Pointing entries for labeled objects:
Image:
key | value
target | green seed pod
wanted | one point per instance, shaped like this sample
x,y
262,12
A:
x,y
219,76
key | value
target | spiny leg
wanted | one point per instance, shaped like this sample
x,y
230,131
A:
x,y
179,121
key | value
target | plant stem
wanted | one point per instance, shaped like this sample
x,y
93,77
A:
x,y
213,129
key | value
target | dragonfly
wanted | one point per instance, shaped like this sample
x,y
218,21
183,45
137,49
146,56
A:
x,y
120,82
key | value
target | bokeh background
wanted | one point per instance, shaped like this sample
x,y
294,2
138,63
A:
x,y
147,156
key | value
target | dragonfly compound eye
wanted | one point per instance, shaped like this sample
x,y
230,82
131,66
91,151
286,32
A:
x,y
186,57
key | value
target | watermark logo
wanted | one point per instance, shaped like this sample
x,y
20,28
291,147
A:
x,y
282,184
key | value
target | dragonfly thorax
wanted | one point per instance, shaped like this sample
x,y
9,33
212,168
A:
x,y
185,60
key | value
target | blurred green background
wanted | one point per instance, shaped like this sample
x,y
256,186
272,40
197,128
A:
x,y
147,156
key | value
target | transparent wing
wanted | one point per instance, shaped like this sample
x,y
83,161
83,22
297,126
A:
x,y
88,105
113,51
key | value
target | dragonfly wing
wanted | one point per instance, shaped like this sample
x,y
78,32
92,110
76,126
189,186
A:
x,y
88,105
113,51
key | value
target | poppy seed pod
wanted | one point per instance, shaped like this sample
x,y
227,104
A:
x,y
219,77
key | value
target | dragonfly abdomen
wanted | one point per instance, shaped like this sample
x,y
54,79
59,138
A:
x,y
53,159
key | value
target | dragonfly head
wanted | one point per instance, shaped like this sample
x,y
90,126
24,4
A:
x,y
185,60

### Short exercise
Collect every line of the rows above that contains the string "dragonfly". Letter case counts.

### Response
target | dragonfly
target | dragonfly compound eye
target | dragonfly thorax
target | dragonfly wing
target | dragonfly abdomen
target | dragonfly head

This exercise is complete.